- **Exercise requirements**
Number the lines of the records below as a list, from the line with "of the spanish" up to and including the line with "(1092, 324)", skipping any blank lines.

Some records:

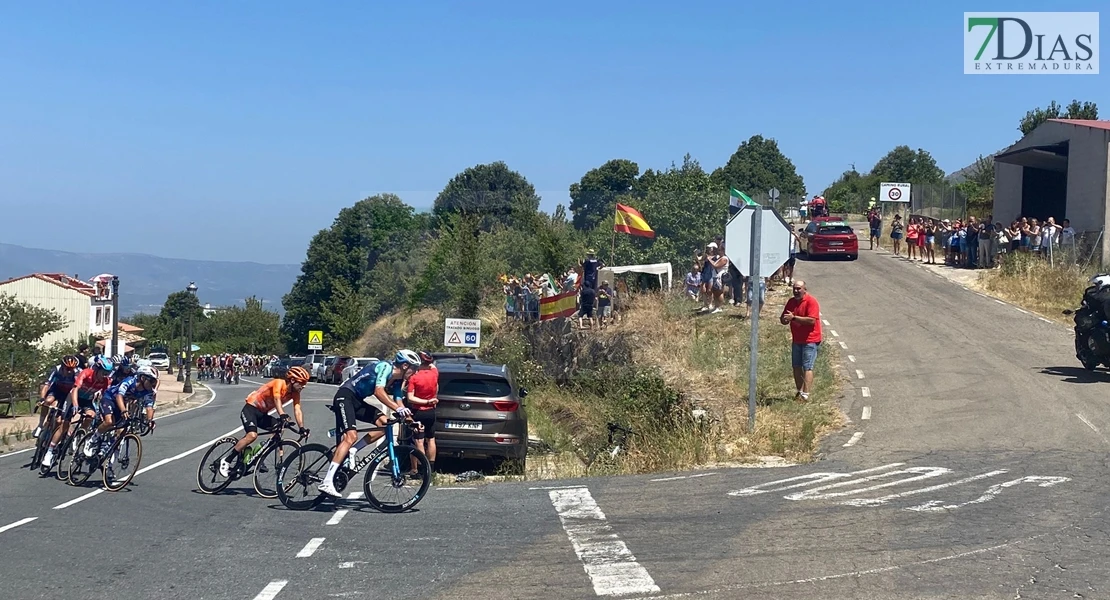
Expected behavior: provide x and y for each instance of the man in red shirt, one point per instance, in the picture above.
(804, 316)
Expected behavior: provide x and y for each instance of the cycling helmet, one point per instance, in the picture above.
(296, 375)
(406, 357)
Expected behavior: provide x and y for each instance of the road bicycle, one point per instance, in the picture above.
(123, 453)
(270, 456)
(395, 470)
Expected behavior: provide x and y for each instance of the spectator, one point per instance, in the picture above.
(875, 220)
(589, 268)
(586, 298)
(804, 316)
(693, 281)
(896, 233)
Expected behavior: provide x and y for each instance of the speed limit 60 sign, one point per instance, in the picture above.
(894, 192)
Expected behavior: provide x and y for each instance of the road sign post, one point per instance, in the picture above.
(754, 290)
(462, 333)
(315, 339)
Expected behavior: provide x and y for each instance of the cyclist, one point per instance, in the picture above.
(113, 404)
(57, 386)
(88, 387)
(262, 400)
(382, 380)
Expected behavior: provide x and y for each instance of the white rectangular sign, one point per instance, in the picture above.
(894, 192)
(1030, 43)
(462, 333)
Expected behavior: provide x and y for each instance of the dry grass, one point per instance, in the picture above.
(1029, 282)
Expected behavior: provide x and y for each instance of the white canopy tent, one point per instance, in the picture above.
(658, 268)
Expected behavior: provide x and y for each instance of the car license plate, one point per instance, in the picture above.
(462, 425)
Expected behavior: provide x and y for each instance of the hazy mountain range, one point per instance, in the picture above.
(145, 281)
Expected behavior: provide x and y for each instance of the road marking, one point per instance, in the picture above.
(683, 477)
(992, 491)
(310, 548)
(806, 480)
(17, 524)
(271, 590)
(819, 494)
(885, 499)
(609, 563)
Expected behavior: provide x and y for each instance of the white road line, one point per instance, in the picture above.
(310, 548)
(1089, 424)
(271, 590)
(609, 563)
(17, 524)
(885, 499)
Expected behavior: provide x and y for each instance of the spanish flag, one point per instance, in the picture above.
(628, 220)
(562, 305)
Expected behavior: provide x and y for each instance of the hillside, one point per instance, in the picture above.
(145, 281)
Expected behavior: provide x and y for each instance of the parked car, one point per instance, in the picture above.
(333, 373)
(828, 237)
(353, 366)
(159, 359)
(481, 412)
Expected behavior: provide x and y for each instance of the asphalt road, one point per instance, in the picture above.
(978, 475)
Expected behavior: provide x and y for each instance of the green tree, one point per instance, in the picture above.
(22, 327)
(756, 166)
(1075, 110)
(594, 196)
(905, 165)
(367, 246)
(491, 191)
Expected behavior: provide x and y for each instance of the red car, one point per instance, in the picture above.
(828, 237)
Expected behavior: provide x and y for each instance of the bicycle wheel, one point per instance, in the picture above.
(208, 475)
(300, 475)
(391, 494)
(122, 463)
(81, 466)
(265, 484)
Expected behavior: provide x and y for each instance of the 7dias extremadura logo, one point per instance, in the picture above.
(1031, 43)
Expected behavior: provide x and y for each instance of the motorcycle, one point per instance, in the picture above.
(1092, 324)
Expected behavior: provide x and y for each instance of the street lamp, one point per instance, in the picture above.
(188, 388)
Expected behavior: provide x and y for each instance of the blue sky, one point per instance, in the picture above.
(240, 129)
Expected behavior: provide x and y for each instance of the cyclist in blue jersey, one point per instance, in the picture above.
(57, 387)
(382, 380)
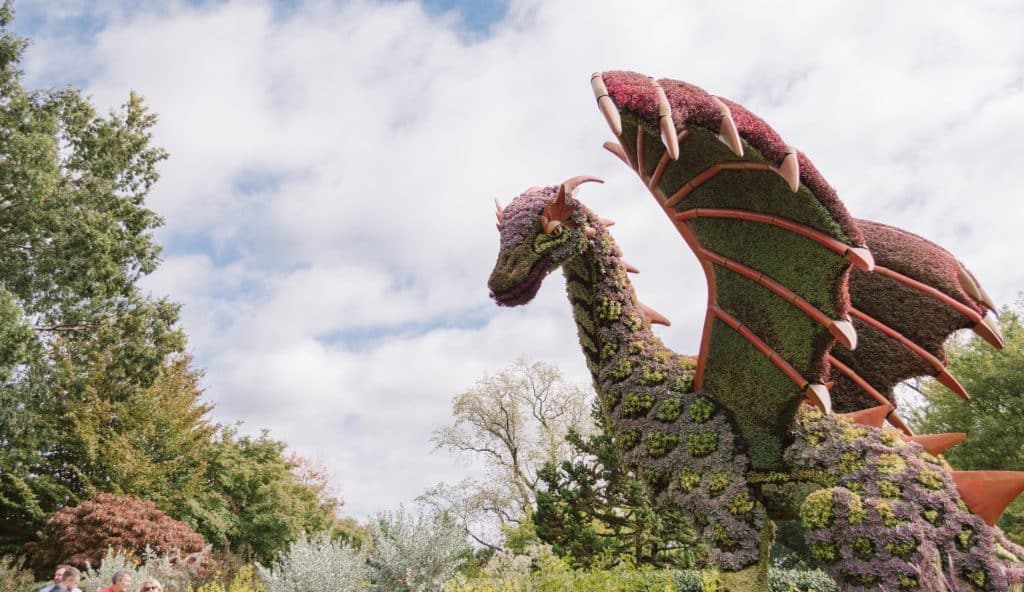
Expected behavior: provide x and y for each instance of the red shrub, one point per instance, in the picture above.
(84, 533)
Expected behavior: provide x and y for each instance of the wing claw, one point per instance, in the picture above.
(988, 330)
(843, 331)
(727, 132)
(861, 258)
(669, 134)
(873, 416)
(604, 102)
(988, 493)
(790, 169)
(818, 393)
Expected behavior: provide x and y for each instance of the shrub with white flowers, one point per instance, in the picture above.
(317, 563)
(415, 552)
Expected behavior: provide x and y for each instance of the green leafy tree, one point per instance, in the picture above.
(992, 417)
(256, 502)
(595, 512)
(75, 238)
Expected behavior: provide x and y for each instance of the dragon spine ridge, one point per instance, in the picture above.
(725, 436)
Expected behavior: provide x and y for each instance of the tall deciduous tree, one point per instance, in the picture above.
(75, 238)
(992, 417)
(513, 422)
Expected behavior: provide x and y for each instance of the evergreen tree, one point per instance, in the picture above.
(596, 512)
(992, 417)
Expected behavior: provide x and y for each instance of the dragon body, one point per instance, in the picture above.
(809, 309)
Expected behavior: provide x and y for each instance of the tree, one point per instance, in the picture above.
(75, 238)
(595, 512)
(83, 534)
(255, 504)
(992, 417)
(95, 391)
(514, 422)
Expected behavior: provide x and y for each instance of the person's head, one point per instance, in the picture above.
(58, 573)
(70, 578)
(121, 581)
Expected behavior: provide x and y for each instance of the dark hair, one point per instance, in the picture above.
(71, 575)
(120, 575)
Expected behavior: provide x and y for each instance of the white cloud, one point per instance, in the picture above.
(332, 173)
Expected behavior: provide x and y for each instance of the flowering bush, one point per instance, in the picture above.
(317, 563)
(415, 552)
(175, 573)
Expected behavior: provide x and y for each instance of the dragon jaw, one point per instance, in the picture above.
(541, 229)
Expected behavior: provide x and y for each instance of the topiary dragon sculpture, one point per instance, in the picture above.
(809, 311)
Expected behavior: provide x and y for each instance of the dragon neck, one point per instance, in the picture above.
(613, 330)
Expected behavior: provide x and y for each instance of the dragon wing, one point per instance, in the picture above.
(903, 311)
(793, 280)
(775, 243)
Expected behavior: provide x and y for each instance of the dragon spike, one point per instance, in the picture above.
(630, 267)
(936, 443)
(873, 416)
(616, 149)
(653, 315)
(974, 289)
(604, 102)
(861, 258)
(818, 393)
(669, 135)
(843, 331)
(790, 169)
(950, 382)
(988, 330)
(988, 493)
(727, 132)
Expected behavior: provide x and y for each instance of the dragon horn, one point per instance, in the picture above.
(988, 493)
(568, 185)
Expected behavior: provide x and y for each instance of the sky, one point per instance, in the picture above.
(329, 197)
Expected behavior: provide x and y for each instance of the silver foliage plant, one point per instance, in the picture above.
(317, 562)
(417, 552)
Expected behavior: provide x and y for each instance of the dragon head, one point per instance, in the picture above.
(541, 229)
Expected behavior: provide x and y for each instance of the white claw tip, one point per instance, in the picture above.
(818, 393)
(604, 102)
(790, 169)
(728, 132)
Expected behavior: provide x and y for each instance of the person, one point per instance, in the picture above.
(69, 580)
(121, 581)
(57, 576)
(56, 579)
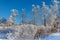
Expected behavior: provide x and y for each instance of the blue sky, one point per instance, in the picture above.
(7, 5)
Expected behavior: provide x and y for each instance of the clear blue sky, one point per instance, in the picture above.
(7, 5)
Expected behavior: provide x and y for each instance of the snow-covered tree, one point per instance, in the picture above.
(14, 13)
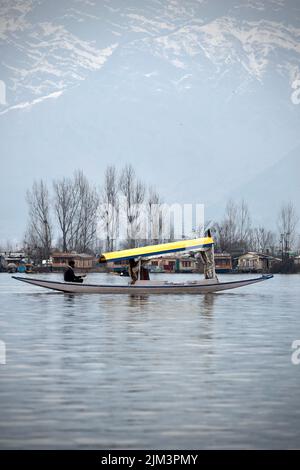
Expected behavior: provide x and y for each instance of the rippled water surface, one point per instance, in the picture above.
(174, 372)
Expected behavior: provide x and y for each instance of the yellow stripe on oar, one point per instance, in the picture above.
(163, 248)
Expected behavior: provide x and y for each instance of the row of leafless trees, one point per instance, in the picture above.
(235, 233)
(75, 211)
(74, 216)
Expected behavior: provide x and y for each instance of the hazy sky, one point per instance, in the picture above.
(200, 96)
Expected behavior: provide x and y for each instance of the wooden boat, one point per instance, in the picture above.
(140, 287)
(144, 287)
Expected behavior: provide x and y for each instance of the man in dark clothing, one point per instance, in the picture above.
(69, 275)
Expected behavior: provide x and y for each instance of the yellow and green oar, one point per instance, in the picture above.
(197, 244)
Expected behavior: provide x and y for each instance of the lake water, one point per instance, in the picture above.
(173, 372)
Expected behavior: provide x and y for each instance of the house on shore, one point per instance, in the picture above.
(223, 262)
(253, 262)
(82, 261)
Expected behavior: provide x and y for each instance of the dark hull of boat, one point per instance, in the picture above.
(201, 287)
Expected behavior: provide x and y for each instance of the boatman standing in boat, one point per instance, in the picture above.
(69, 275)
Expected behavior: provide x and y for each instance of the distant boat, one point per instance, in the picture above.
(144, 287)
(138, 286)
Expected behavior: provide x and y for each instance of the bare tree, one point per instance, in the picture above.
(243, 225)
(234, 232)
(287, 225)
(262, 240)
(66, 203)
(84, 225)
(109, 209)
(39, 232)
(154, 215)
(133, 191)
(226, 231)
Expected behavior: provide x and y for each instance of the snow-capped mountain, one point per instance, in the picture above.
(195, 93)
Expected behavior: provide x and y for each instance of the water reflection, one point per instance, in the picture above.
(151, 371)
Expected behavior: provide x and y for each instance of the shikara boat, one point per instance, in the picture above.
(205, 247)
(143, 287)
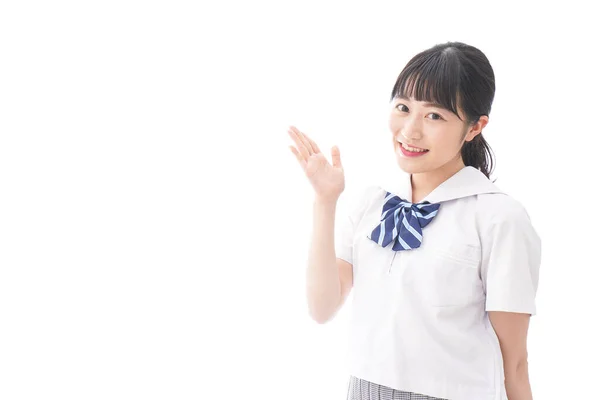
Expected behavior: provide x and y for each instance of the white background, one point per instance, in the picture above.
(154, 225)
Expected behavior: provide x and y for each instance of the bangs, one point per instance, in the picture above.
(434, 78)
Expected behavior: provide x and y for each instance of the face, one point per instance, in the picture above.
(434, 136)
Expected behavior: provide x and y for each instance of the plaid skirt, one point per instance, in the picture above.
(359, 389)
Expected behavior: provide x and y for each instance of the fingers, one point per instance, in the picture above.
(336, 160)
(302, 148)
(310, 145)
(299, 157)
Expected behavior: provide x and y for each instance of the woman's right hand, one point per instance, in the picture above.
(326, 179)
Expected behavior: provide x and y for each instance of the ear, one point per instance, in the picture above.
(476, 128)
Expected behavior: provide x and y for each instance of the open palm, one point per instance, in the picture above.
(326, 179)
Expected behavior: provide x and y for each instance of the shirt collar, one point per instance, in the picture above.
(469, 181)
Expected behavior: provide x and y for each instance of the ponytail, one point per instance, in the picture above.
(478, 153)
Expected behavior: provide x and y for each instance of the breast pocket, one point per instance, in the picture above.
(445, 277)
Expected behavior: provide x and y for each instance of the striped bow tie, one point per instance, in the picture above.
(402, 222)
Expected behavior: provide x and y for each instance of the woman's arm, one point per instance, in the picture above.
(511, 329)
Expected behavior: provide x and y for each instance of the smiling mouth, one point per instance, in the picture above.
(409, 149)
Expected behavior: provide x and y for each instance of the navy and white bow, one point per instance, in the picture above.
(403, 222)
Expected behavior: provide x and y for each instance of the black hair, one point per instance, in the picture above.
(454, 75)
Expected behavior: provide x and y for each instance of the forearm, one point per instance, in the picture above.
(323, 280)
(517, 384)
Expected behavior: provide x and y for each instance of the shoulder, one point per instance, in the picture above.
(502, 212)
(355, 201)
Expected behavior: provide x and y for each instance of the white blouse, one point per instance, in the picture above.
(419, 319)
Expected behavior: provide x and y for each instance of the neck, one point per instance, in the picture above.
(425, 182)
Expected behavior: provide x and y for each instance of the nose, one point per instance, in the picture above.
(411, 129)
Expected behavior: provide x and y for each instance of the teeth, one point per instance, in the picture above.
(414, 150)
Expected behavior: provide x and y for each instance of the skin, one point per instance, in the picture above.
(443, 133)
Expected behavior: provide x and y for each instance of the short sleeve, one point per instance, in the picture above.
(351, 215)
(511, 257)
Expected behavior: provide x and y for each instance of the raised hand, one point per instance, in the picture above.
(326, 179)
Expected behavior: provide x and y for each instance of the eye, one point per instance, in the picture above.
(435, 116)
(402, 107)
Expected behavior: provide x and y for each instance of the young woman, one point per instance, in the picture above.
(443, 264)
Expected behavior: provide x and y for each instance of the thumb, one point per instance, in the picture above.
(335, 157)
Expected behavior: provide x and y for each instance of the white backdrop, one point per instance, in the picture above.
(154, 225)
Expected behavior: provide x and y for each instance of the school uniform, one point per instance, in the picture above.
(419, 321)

- **Solution for this task**
1. Expected behavior: provide x and y for each instance of the spanish flag, one point per instance, in the picture above.
2. (628, 220)
3. (562, 305)
4. Expected behavior: provide x and y for each instance of the hillside, one point per instance, in the picture above.
5. (145, 281)
6. Expected behavior: provide x and y for each instance of the parked car, one point per instance, in the picture above.
7. (333, 373)
8. (828, 237)
9. (353, 366)
10. (159, 359)
11. (481, 412)
12. Expected behavior: provide x and y for each instance of the asphalt road, one point per instance, in the picture above.
13. (978, 475)
14. Expected behavior: provide x and y for each instance of the green tree, one point per instance, in the picture above.
15. (22, 327)
16. (756, 166)
17. (1075, 110)
18. (594, 196)
19. (905, 165)
20. (367, 246)
21. (491, 191)
22. Expected behavior: provide x and y for each instance of the red car, one point per instance, in the picture above.
23. (828, 237)
24. Expected behavior: provide x and y for each instance of the bicycle wheel, one point per instance, in the picture above.
25. (208, 475)
26. (300, 475)
27. (391, 494)
28. (122, 463)
29. (81, 466)
30. (265, 484)
31. Expected behavior: provide x and y for each instance of the 7dias extremadura logo, one point per instance, in the picture above.
32. (1031, 43)
33. Expected behavior: provide x and y for each instance of the motorcycle, one point per instance, in the picture above.
34. (1092, 324)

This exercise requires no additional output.